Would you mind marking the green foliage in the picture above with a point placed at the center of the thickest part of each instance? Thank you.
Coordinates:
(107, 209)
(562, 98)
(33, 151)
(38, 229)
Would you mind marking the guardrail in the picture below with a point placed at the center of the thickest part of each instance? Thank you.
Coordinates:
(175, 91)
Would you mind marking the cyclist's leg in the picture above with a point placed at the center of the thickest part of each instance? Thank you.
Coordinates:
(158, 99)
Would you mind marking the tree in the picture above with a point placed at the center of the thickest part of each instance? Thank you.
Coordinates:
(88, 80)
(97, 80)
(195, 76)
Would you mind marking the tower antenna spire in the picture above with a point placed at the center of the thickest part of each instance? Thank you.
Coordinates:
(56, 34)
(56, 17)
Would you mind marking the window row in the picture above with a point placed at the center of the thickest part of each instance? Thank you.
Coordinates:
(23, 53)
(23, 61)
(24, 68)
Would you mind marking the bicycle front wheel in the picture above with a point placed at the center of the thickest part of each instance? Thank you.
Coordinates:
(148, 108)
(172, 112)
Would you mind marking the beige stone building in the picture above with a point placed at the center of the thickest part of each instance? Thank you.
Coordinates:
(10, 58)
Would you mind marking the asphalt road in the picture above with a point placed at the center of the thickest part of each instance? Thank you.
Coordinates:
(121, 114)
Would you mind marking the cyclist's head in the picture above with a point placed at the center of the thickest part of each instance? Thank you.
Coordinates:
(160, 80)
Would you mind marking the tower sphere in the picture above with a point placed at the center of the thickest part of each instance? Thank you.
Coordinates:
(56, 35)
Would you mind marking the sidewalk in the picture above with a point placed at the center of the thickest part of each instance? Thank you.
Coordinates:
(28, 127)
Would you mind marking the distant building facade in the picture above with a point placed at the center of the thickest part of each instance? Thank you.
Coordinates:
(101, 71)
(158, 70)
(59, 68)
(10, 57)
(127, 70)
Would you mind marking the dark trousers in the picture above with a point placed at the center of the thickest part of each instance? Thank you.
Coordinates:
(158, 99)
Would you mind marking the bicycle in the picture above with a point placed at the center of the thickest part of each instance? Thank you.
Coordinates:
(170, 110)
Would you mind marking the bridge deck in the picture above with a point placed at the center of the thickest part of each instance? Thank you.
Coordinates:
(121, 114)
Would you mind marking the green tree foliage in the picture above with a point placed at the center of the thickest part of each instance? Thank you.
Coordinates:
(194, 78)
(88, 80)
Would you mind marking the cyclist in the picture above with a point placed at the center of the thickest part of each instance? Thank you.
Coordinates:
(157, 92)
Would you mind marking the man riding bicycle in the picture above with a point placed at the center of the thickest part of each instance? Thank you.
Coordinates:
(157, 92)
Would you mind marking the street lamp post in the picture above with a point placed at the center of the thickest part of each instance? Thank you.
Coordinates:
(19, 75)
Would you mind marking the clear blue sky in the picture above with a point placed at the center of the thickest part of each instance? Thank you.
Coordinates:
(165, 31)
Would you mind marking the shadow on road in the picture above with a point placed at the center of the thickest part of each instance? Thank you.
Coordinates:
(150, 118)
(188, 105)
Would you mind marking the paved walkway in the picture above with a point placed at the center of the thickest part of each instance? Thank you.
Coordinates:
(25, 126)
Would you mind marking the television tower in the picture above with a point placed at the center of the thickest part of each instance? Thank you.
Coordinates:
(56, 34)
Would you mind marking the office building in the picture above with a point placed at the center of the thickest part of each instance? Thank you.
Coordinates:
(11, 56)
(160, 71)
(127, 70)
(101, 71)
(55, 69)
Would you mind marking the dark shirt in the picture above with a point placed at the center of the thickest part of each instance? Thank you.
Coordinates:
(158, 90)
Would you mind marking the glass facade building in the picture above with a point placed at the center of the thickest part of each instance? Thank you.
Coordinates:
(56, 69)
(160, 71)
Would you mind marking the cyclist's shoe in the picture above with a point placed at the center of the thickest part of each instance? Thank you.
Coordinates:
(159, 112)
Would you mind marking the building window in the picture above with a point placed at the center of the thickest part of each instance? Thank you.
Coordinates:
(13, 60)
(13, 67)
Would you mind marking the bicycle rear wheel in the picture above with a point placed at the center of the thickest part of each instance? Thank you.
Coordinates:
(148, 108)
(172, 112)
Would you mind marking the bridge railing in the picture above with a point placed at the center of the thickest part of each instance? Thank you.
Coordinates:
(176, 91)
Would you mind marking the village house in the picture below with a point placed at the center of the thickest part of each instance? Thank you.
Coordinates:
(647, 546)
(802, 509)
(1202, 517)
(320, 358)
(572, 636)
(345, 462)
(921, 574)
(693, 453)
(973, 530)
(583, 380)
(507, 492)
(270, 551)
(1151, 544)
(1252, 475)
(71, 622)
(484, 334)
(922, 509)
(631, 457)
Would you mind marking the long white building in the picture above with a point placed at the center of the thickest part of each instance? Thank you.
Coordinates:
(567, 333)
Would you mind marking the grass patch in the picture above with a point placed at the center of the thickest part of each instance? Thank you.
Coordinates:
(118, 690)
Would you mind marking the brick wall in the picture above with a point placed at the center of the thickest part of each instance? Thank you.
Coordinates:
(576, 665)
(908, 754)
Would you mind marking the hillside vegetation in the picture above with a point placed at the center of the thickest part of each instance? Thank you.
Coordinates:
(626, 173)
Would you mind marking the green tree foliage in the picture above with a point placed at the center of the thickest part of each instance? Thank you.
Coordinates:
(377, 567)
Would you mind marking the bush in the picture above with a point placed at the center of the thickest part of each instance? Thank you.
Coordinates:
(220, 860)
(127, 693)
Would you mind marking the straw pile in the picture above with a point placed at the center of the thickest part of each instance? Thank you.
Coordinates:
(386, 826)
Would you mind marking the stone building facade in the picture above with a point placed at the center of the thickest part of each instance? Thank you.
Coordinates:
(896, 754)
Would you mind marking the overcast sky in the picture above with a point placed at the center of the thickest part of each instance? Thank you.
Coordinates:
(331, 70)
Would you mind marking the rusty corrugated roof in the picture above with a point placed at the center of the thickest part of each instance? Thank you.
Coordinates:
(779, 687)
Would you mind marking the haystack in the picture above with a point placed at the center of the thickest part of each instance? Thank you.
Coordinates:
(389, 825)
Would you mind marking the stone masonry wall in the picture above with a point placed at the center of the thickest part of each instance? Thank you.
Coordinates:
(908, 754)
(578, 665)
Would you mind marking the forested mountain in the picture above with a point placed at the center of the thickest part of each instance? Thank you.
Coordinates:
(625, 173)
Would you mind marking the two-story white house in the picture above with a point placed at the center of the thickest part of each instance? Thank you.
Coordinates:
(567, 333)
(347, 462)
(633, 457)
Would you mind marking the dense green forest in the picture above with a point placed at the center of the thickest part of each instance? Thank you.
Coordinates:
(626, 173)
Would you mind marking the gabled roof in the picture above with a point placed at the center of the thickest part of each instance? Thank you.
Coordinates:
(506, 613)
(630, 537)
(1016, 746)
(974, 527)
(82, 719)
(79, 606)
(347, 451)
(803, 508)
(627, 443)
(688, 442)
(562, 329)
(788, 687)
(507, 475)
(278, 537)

======

▶ Exercise details
Please retype the records above word for word, starting at the line that contains "Would you mind marking the stone masonry" and ending at the last line of the records, with both ends included.

▶ Final result
Would you mind marking the stone masonry wall in the picture above with a point placed at the center of the thickest part of each instance? Thank you.
Coordinates:
(908, 754)
(578, 665)
Would you mind marking the forested mountain in the picture above with a point placed at the center of the thickest part of each instance? Thank you.
Coordinates:
(625, 173)
Would you mind marking the two-story white house in the picture above with a point placed at the center of the thickest part of each instance? Thank you.
Coordinates:
(567, 333)
(347, 462)
(633, 457)
Would you mind marking the dense green forest in the picture above with a point placed at the center of the thickest part of each instance? Thank you.
Coordinates:
(626, 173)
Would you mind marking the gabled roof in the picture above with a point placed at the center of the thickest part of each instance? Thank you.
Coordinates:
(506, 613)
(630, 537)
(1016, 746)
(974, 527)
(82, 719)
(79, 606)
(347, 451)
(803, 508)
(627, 443)
(688, 442)
(562, 329)
(788, 687)
(507, 475)
(278, 537)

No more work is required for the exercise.